* **ARTICLE**:
"""
Ode solver with random time span

Dear users,

I would like to know if the integrate_ode solver can take random time span for ts variable. In particular, I am using the solver

y = integrate_ode_rk45(ode, y0, t0, ts, params, x_r, x_i, 1e-5, 1e-3, 5e2);

and would like to have the starting point of the time span ts to be random draws from a posterior/prior distribution. Is it possible to do this in stan?


Not yet, but I have filed a pr for this to make it possible… feel free to review that pr if you can oe looby for it… this would be a very convenient for a few applications.

Thanks @wds15.
Would you mind explaining what you meant by pr and oe and looby? I do not understand these and where do i look for to review the pr? Sorry I am learning Stan and all these terms are not familiar to me at present.


Oh…sorry for the slamg.
Oe = or
Pr = pull request on github
Looby = make other people review the pr

Unless you are very versed in c++, then just ignore this. As you are just getting started with things All of this is a bit too advanced… so in short, your wish for the time vector being parameters is being worked on.
"""
Data items:
"""
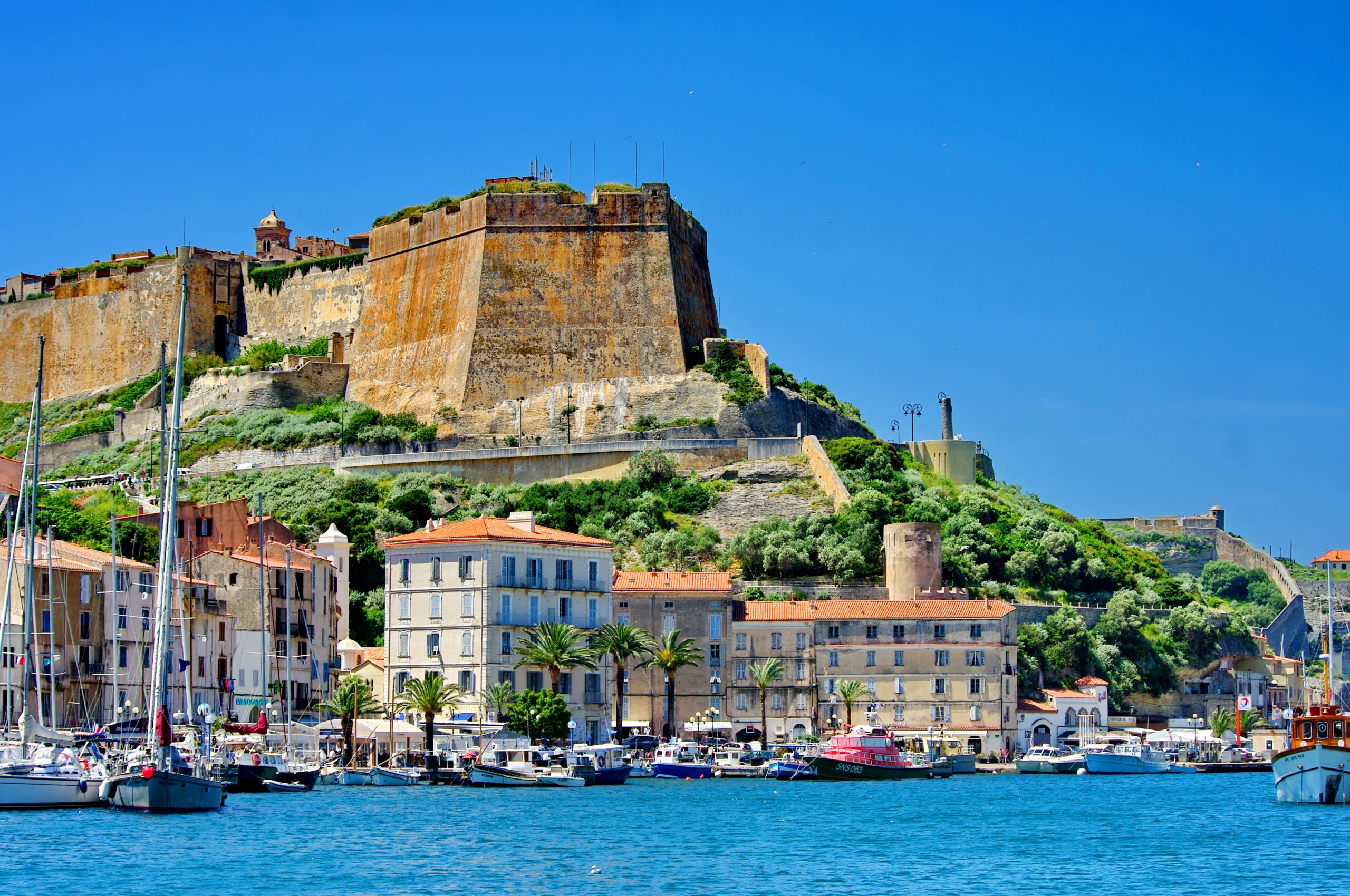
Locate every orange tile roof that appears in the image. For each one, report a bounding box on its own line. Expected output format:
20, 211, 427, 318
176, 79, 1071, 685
385, 517, 614, 548
614, 571, 732, 594
0, 534, 154, 571
737, 600, 1012, 622
1041, 688, 1096, 700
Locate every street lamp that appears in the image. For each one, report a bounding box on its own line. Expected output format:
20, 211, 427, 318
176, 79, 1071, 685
904, 404, 923, 441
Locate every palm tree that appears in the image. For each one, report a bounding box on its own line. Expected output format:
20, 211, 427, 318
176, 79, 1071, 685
750, 657, 783, 749
640, 629, 703, 737
319, 675, 383, 765
390, 672, 463, 750
590, 621, 656, 741
478, 681, 516, 722
514, 622, 595, 694
838, 681, 868, 727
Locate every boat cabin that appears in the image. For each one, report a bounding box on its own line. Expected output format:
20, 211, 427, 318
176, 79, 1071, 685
1289, 706, 1350, 747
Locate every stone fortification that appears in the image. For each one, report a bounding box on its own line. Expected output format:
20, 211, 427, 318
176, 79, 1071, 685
0, 247, 242, 401
348, 183, 718, 416
244, 265, 366, 345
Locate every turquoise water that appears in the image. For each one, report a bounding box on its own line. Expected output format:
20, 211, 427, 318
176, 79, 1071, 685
0, 775, 1350, 896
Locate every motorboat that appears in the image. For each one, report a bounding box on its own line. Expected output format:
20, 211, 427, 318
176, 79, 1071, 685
652, 741, 713, 780
1050, 744, 1111, 775
1084, 744, 1171, 775
1012, 744, 1064, 775
468, 763, 538, 787
807, 725, 933, 781
370, 766, 419, 787
535, 766, 586, 787
1270, 706, 1350, 803
575, 744, 633, 785
768, 756, 815, 781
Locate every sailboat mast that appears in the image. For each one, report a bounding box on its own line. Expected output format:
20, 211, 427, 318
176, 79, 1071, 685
150, 271, 188, 768
23, 336, 47, 725
47, 522, 57, 727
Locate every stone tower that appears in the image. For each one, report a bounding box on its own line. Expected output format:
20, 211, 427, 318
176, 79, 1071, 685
254, 209, 290, 258
882, 522, 942, 600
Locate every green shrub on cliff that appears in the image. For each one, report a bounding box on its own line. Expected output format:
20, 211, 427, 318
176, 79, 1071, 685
703, 343, 764, 405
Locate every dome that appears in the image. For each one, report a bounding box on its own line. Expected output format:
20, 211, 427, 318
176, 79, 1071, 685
319, 522, 347, 544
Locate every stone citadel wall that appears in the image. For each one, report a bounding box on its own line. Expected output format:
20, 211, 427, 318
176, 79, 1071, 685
0, 248, 240, 401
348, 183, 717, 416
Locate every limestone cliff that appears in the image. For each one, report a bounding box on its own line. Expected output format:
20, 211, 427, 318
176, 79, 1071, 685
348, 183, 717, 416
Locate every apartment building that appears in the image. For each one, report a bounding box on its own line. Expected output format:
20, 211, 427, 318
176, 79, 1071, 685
385, 511, 614, 744
614, 572, 734, 737
192, 541, 339, 720
808, 599, 1017, 753
726, 600, 817, 744
0, 537, 234, 727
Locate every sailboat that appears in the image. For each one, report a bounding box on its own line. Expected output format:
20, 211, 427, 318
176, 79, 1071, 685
0, 337, 104, 809
100, 272, 226, 812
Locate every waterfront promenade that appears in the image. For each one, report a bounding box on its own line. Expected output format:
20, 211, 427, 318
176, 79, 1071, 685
11, 775, 1350, 896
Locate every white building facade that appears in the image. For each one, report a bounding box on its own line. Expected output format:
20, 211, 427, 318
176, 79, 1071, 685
385, 511, 614, 744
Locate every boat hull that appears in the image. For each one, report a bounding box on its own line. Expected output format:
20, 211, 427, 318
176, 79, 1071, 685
594, 765, 633, 785
0, 775, 103, 809
768, 759, 815, 781
1270, 744, 1350, 804
108, 771, 226, 812
468, 765, 537, 787
1084, 753, 1168, 775
808, 756, 934, 781
652, 763, 713, 778
229, 764, 279, 793
370, 768, 417, 787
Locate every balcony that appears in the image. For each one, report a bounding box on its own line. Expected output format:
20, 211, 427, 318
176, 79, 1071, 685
554, 579, 605, 594
496, 610, 602, 629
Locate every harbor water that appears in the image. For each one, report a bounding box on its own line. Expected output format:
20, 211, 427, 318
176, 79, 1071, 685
0, 773, 1350, 896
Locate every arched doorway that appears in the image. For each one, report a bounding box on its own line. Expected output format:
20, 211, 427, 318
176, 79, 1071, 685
215, 315, 229, 357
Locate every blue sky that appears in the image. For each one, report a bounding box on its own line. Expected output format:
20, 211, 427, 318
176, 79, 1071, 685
0, 0, 1350, 561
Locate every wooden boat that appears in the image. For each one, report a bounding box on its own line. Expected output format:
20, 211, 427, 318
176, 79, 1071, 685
1270, 580, 1350, 804
807, 725, 933, 781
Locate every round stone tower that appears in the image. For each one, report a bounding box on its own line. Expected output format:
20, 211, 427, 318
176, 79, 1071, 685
882, 522, 942, 600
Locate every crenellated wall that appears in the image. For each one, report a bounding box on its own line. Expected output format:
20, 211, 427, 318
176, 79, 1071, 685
348, 183, 717, 416
0, 248, 240, 401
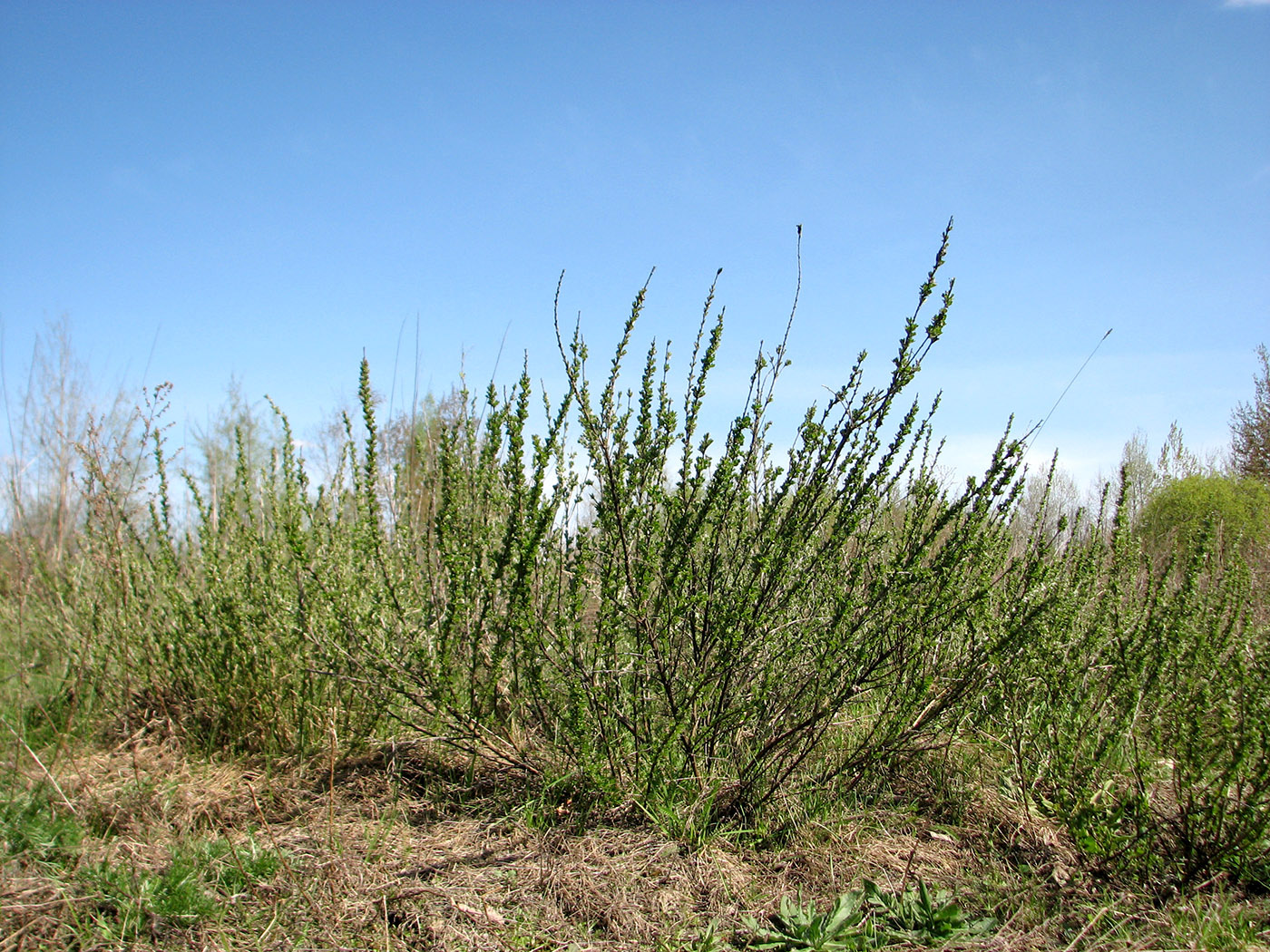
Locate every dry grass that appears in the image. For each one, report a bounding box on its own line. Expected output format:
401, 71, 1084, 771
0, 733, 1270, 952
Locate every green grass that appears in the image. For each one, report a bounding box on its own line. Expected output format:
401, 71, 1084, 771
0, 226, 1270, 948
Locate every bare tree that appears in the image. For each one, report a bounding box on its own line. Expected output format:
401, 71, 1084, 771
1231, 344, 1270, 482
"""
* **DIRECTION 1**: Recast the listing, from its first line through the line containing "904, 404, 923, 441", as a Markdown table with the columns Row and Line. Omit the pictures and any blank lines.
* **DIRECTION 2**: Continue the forum thread about giving the Stan ODE solver a random time span, starting after its last post.
The forum thread and the listing have nothing to do with each other.

* **FINAL RESULT 1**:
| Row | Line |
|---|---|
| 1 | Locate every orange tile roof that appears in the image. For each one, report a bounding box on its own line. Expected output format: |
| 2 | 20, 211, 427, 318 |
| 3 | 176, 79, 1071, 685 |
| 4 | 385, 517, 614, 548 |
| 5 | 614, 571, 732, 594 |
| 6 | 0, 534, 154, 571 |
| 7 | 737, 600, 1012, 622 |
| 8 | 1041, 688, 1096, 700 |
| 9 | Locate every street lamp that appears in the image. For each one, report a bounding box on its own line. Expected output format: |
| 10 | 20, 211, 427, 318 |
| 11 | 176, 79, 1071, 685 |
| 12 | 904, 404, 923, 441 |

* **FINAL RESULT 2**:
Thanks @wds15.

So do you recommend to move my code to github, so that others can review it? I havn’t used github for coding yet.


The Stan development happens on github. So if you want to participate in that, then you are most welcome do to so.

If you are asking for help on specific models, we can just use this fourm.


Thanks @wds15.

Another question. Is it possible for STANs ODE solver to produce nonnegative solutions? I know Matlab has this facility.

I work with an ODE model and use the likelihood as

  y_hat ~ lognormal(log(y[,5]), std);   

Where y[ ] is solutions to an ODE. In order for the above likelihood to work, the y[, 5] must be nonnegative.
So far, reading through STans documentation, I cannot see how this is possible. There may be a way to do this and I may have missed finding how to do this.

Without nonnegativety of y, my code is throwing an error: about the location parameter of the likelihood being NaN.
Any help is appreciated.